## DOCUMENT EXCERPT
☆ ☆ ☆ ☆
(There are some spoilers for the film The Banshees of Inisherin ahead.)
Colm Doherty cares about important things. A lifelong resident of the fictional Irish island Inisherin, Colm has spent his days playing music and chatting at the pub with his best friend, Pádraic. But when stricken by existential dread—hastened in part by the 1923 Irish Civil War waging on the mainland—Colm (Brendan Gleason) devotes himself to making life matter, which he believes means ignoring Pádraic (Colin Farrell).
After Colm’s actions lead to the death of Pádraic’s beloved miniature donkey, Jenny, Colm seeks solace in the confessional booth, much to the chagrin of his priest (David Pearse). “Do you think God gives a damn about miniature donkeys, Colm?” asks the cleric.
“I fear he doesn’t,” Colm answers. “And I fear that’s where it all went wrong.”
With that rejoinder, Colm not only gets at the source of the conflict in The Banshees of Inishiren, the latest movie from British-Irish writer-director Martin McDonagh, but also many of the best films of 2022. Be they drama, comedy, sci-fi or horror, the movies of the past year turn their attention toward things too often dismissed.
Like Colm, the conductor Lydia Tár (Cate Blanchett), of writer-director Todd Field’s blistering drama Tár, mistreats others in her quest for excellence, forgetting the human in the humanities. In the gonzo sci-fi Everything Everywhere All at Once from oddball writer-directors Dan Kwan and Daniel Scheinert, Chinese immigrant Evelyn Wang (Michelle Yeoh) sees a thousand versions of her life and learns that it doesn’t matter if she’s a beleaguered laundromat manager or a beloved actress or a woman with hot dogs for fingers; love for others takes precedent over any failure of achievement.
Be they drama, comedy, sci-fi or horror, the movies of the past year turn their attention toward things too often dismissed.
This same theme can be found in films grounded in reality. Directed by Laura Poitras, the documentary All the Beauty and the Bloodshed follows photographer Nan Goldin as she uses her influence to seek justice against the powerful Sackler family for driving the opioid epidemic. Like the portraits of LGBTQ+ people that made Goldin famous in the 1970s and ’80s, All the Beauty celebrates the dignity of “the least of these” (Matthew 25).
☆ ☆ ☆ ☆
## INFORMATION SUPPLIED
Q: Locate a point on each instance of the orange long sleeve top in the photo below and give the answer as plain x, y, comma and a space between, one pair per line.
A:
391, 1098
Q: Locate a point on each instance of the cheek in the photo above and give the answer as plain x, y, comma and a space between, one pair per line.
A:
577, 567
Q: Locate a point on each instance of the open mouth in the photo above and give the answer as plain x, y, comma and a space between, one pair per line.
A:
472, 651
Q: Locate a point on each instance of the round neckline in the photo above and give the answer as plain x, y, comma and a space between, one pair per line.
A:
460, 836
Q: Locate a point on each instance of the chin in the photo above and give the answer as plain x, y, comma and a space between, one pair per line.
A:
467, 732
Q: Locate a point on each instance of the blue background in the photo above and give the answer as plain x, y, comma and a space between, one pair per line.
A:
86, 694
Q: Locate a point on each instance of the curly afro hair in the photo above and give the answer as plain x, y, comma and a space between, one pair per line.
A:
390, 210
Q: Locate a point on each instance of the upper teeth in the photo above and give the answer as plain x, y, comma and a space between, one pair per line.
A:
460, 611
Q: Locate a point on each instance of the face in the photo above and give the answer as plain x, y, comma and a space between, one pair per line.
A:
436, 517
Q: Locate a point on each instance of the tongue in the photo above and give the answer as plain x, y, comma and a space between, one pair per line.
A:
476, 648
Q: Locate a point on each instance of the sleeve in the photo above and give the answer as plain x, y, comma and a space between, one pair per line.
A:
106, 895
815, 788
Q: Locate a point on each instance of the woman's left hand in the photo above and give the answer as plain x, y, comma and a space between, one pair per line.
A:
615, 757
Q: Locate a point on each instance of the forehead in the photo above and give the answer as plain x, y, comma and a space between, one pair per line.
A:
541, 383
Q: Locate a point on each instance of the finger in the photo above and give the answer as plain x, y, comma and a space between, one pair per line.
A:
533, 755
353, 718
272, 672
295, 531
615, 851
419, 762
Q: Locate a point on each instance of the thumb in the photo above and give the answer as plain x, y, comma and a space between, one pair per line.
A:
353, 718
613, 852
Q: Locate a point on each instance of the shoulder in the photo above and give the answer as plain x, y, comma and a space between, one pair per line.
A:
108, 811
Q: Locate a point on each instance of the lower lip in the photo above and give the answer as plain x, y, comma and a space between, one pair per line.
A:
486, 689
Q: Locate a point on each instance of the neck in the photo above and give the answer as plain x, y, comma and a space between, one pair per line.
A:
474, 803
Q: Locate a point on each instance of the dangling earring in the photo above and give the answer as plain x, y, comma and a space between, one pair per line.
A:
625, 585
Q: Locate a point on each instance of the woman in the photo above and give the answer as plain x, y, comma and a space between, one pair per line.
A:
☆ ☆ ☆ ☆
## WORK INSTRUCTION
Can you continue the essay on the best films of 2022 from its final paragraph onward? The lines have nothing to do with the essay on the best films of 2022.

## TASK ANSWER
Even the hyperactive mystery-comedy Glass Onion and the blockbuster horror film Nope follow suit. In the former, writer-director Rian Johnson brings back detective Benoit Blanc (Daniel Craig) from Knives Out (2019), this time to investigate a murder involving a group of powerful influencers led by the Elon Musk–like Miles Bron (Edward Norton). Nope, Jordan Peele’s third outing as a writer-director, uses an alien invasion tale to explore both a forgotten part of Hollywood history and the destructive nature of cutthroat economic systems.
In these films, we’re reminded of God’s love for the seemingly meaningless things of the world. From God establishing a nation (Genesis 12) through an elderly childless couple and picking an unimpressive shepherd (1 Samuel 16) to be their greatest king to Jesus surrounding himself with fishermen (Matthew 4:18-22) and children (Matthew 19:13-15), Scripture promises time and again that God cares about those whom the material world diminishes.
What are we, as the body of Christ, then to do? The Banshees of Inishiren may give us an answer. Confronting Colm about his behavior, a hurt Pádraic reminds his friend that he used to be nice. “Ah, well, I suppose niceness doesn’t last, then,” Colm tells Pádraic, before listing the things that do, in his opinion: music and paintings and poetry.
“So does niceness,” pleads Pádraic.
When watching Banshees, or any other beautiful movie from 2022, one hopes that art will last. But as Scripture so often insists, when art—no matter how powerful—becomes more important than people, then it’s all gone wrong.